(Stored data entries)
*-*-*
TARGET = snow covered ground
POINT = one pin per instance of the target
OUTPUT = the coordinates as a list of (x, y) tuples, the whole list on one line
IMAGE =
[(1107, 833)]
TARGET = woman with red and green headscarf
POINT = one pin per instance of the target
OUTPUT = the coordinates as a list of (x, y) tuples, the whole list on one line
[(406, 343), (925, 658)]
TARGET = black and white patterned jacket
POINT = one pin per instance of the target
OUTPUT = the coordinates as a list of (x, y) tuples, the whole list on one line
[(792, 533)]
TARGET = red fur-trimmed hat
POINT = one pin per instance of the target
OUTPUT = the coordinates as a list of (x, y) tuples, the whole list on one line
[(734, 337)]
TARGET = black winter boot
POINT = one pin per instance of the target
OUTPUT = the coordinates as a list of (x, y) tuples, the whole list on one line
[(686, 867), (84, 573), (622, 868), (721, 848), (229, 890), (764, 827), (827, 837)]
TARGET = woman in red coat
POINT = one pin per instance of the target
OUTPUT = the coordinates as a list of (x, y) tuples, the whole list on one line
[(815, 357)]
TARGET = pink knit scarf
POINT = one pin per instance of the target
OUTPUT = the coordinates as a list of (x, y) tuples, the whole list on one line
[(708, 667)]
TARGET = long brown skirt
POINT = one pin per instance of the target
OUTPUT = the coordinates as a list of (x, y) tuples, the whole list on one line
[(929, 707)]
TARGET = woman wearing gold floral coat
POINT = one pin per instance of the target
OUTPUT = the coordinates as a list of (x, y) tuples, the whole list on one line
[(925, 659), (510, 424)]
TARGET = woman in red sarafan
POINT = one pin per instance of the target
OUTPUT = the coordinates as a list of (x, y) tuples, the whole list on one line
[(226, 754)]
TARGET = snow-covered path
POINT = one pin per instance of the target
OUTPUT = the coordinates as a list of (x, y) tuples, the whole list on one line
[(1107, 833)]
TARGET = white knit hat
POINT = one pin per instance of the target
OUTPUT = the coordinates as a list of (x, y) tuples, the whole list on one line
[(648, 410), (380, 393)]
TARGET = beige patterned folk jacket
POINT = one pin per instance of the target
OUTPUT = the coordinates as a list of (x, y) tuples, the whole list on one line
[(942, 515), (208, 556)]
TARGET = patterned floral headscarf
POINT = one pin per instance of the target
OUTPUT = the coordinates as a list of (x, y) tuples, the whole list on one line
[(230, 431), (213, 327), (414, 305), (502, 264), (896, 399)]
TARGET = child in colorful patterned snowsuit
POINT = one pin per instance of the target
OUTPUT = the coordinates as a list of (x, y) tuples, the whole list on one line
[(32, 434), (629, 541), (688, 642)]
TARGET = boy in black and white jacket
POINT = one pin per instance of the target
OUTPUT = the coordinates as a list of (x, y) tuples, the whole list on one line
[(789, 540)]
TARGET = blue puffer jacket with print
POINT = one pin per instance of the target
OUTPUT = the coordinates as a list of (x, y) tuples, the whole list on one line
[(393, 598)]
*-*-*
**Try it**
Repeat only what lies between the first line of the data and the line containing "TARGET = black winter boot", both of those lines included, exactly as it stands.

**Solution to the problem**
TARGET = snow covered ground
POINT = one pin per instance of the target
OUTPUT = the coordinates as a list of (x, y) tuples, the whole list on one line
IMAGE =
[(1107, 833)]
TARGET = woman with red and green headscarf
POINT = one pin per instance of the target
OUTPUT = the coordinates as a list of (x, y) tuples, the whole list on one line
[(406, 343), (925, 658)]
TARGET = black and white patterned jacket
POINT = one pin per instance of the target
OUTPUT = the coordinates as a list of (x, y) tuples, the whole list on one line
[(792, 533)]
TARGET = red fur-trimmed hat
POINT = one pin per instance of the target
OUTPUT = the coordinates as a list of (x, y) tuples, the whole list on one line
[(734, 337)]
TARGET = black winter boot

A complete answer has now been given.